> JOB: Give every line below again, exactly.

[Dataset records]
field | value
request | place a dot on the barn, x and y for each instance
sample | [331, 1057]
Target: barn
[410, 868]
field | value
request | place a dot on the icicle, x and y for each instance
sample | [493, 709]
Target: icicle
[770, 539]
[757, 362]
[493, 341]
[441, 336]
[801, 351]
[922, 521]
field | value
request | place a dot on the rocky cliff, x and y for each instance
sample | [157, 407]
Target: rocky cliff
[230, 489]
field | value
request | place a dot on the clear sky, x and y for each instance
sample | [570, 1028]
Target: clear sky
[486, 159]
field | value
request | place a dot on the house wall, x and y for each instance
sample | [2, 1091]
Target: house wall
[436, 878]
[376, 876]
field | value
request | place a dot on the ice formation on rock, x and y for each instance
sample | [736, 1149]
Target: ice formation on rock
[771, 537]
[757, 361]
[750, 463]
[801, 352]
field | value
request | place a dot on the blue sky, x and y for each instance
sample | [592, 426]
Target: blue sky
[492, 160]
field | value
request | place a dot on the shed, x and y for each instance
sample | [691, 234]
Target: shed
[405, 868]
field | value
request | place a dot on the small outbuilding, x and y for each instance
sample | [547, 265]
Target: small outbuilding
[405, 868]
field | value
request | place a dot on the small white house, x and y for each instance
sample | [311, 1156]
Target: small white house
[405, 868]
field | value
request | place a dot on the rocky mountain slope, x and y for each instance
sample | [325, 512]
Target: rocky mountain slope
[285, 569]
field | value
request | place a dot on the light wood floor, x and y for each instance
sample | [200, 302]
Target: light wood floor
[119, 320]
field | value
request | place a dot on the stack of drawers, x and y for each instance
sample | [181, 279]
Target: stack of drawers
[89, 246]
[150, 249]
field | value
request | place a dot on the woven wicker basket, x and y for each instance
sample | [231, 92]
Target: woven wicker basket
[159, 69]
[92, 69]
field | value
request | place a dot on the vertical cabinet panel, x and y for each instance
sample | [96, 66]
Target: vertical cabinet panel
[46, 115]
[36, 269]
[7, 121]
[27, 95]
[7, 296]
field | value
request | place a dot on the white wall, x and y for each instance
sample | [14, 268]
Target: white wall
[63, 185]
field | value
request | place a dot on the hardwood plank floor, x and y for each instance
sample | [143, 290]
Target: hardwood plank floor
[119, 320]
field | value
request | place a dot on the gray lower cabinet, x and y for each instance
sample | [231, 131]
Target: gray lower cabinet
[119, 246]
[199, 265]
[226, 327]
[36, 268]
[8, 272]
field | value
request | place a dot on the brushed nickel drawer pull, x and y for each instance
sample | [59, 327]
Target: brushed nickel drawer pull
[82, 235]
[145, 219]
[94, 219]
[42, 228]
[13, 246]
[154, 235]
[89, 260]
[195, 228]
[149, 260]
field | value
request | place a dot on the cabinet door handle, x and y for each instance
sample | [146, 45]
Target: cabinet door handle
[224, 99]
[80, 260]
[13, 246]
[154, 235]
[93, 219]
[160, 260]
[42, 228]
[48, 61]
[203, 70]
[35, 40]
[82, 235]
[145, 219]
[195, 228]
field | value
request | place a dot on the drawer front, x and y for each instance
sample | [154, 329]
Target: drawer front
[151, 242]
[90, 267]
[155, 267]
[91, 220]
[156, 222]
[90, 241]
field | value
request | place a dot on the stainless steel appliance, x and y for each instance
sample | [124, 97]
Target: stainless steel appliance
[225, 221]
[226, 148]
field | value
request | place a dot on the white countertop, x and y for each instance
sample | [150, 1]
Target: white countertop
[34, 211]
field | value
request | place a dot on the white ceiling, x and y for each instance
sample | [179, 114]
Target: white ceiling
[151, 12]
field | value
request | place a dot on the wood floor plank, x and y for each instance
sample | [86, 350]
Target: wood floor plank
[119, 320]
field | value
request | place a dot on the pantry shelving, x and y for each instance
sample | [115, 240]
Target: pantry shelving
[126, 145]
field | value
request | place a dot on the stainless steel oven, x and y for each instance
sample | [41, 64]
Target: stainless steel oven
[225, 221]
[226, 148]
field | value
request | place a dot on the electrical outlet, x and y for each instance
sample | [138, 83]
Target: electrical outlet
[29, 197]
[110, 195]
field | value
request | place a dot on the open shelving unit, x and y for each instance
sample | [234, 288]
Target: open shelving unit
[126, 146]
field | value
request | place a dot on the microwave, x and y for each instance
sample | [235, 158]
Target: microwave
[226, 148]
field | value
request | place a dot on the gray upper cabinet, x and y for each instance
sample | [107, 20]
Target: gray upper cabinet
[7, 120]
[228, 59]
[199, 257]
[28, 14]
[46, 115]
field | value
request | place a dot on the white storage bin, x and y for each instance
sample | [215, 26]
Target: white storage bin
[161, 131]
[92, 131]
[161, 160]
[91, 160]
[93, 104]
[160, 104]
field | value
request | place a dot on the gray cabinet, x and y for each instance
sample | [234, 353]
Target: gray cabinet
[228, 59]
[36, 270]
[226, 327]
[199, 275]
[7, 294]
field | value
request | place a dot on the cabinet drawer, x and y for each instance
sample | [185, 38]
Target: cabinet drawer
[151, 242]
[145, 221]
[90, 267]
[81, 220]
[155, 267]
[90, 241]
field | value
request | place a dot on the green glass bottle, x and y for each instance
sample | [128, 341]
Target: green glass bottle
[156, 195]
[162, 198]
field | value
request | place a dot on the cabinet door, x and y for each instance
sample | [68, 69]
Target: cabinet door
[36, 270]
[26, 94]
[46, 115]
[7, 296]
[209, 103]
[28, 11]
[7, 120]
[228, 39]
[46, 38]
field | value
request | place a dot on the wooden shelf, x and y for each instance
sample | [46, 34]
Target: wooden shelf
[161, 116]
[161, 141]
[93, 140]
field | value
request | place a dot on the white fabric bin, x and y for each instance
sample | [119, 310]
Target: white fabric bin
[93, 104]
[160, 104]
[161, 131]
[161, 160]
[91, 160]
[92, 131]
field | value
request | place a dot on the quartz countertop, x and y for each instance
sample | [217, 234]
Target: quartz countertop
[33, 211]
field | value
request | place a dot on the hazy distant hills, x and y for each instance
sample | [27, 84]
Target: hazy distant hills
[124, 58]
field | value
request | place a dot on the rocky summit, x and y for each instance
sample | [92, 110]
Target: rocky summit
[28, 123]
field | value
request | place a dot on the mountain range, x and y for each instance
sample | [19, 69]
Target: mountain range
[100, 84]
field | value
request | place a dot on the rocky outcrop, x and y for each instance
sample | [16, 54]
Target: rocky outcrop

> ANSWER FOR THIS EXERCISE:
field | value
request | place a dot on the barn, x and y for each instance
sample | [331, 1057]
Target: barn
[410, 868]
field | value
request | place a dot on the icicle, x and y for each instance
sample | [493, 709]
Target: icicle
[770, 539]
[757, 362]
[493, 341]
[441, 336]
[801, 351]
[922, 521]
field | value
request | place a dot on the rocky cliff, x and y for each instance
sample | [157, 407]
Target: rocky cliff
[230, 489]
field | value
request | place a dot on the clear sky, x and y for each instance
sample | [570, 1028]
Target: clear sky
[486, 159]
field | value
request | place a dot on the house wall, x and y for each instance
sample | [2, 1091]
Target: house wall
[436, 878]
[376, 876]
field | value
request | place a dot on the ice formation on rock, x and y for each instance
sample | [736, 1149]
Target: ice formation on rock
[771, 537]
[757, 361]
[750, 463]
[801, 352]
field | value
request | place a dot on the blue sky, x and y for each instance
sample | [592, 426]
Target: blue sky
[492, 160]
field | value
request | place a dot on the shed, x and y for each instance
sample | [691, 234]
Target: shed
[405, 868]
field | value
request | place a dot on the small outbuilding, x and y for each instance
sample | [547, 265]
Target: small outbuilding
[405, 868]
field | value
request | place a dot on the small white house, x and y for each instance
sample | [311, 1156]
Target: small white house
[405, 868]
field | value
request | place a dot on the rocky mountain slope, x and y for each instance
sample | [325, 512]
Target: rocky mountain slope
[285, 569]
field | value
request | place a dot on the light wood floor, x and y for each instance
sample | [200, 302]
Target: light wood floor
[119, 320]
field | value
request | place a dot on the stack of drawers, x and y for each instance
sample | [181, 279]
Target: stack of drawers
[89, 246]
[150, 249]
field | value
request | place a dot on the woven wicker basket, x and y for each instance
sample | [231, 92]
Target: woven wicker basket
[159, 69]
[92, 69]
field | value
request | place a dot on the vertical cabinet panel, x and y for each instance
sample | [96, 66]
Target: vertical cabinet panel
[46, 115]
[36, 269]
[7, 121]
[27, 95]
[7, 296]
field | value
request | place a dot on the white wall, x and y for each instance
sample | [14, 268]
Target: white wall
[63, 185]
field | value
request | place a dot on the hardwood plank floor, x and y for each instance
sample | [143, 290]
Target: hardwood plank floor
[119, 320]
field | value
request | place a dot on the gray lower cabinet, x and y for each instance
sample | [231, 131]
Target: gray lower cabinet
[119, 246]
[199, 265]
[226, 327]
[36, 268]
[8, 272]
field | value
request | place a dot on the brushed nickel drawer pull, x and y for each instance
sample | [59, 327]
Target: brushed nickel drawer pull
[82, 235]
[145, 219]
[94, 219]
[42, 228]
[13, 246]
[154, 235]
[89, 260]
[195, 228]
[149, 260]
field | value
request | place a dot on the cabinet door handle, x and y for each instance
sample | [146, 45]
Target: cabinet door handle
[224, 99]
[80, 260]
[13, 246]
[154, 235]
[93, 219]
[160, 260]
[42, 228]
[48, 61]
[203, 70]
[35, 40]
[82, 235]
[145, 219]
[195, 228]
field | value
request | place a dot on the drawer front, x and y for each instance
sample | [154, 329]
Target: drawer front
[151, 242]
[90, 267]
[155, 267]
[91, 220]
[156, 222]
[90, 241]
field | value
request | place a dot on the stainless steel appliance, x and y for each instance
sample | [124, 97]
Target: stainless steel appliance
[225, 221]
[226, 148]
field | value
request | place a dot on the white countertop, x and y for each instance
sample | [150, 1]
Target: white countertop
[34, 211]
field | value
request | place a dot on the white ceiling, x and y for each instance
sample | [179, 114]
Target: white ceiling
[151, 12]
field | value
request | place a dot on the wood floor plank, x and y for each instance
sample | [86, 350]
Target: wood floor plank
[119, 320]
field | value
request | place a dot on the pantry shelving, x and y for each instance
sample | [115, 240]
Target: pantry shelving
[126, 145]
field | value
request | place a dot on the stainless steel oven, x and y for each instance
sample | [41, 64]
Target: stainless steel oven
[225, 221]
[226, 148]
field | value
request | place a dot on the electrical outlet, x and y for each instance
sample | [138, 83]
Target: electrical outlet
[29, 197]
[110, 195]
field | value
request | place a dot on the open shelving unit, x and y for each instance
sample | [234, 288]
Target: open shelving unit
[126, 146]
field | value
request | place a dot on the microwave, x and y for each instance
sample | [235, 158]
Target: microwave
[226, 148]
field | value
request | place a dot on the gray upper cabinet, x and y for each instance
sample | [107, 20]
Target: gray upper cabinet
[7, 120]
[228, 59]
[199, 257]
[28, 14]
[46, 115]
field | value
request | place a dot on the white storage bin, x and y for each instance
sample | [215, 26]
Target: white storage bin
[161, 131]
[92, 131]
[161, 160]
[91, 160]
[93, 104]
[160, 104]
field | value
request | place a dot on the gray cabinet, x and y for each instance
sample | [234, 353]
Target: gray cabinet
[228, 59]
[36, 270]
[226, 327]
[199, 275]
[7, 294]
field | value
request | place a dot on the cabinet drawer, x and y for each instance
sample | [185, 38]
Target: cabinet drawer
[151, 242]
[145, 221]
[90, 267]
[81, 220]
[155, 267]
[90, 241]
field | value
request | place a dot on the green glass bottle, x and y for each instance
sample | [128, 341]
Target: green glass bottle
[156, 195]
[162, 198]
field | value
request | place a dot on the cabinet door, x and y for each instance
sample | [68, 69]
Target: cabinet door
[36, 270]
[26, 94]
[46, 115]
[7, 296]
[209, 103]
[28, 11]
[7, 120]
[228, 39]
[46, 38]
field | value
request | place a dot on the wooden shelf, x and y for each instance
sample | [46, 34]
Target: wooden shelf
[161, 116]
[161, 141]
[93, 140]
field | value
request | place a dot on the white fabric bin, x and y for each instance
sample | [119, 310]
Target: white fabric bin
[93, 104]
[160, 104]
[161, 131]
[161, 160]
[91, 160]
[92, 131]
field | value
request | place a dot on the quartz countertop, x and y for each instance
sample | [217, 234]
Target: quartz countertop
[33, 211]
field | value
request | place a dot on the hazy distant hills, x and y for each instance
sample | [27, 84]
Target: hazy distant hills
[124, 58]
field | value
request | place a dot on the rocky summit, x and y for each instance
sample | [92, 110]
Target: rocky summit
[28, 123]
field | value
request | place a dot on the mountain range, x and y for each instance
sample | [19, 69]
Target: mountain range
[100, 84]
field | value
request | place a dot on the rocky outcrop, x and y for each instance
sample | [16, 54]
Target: rocky outcrop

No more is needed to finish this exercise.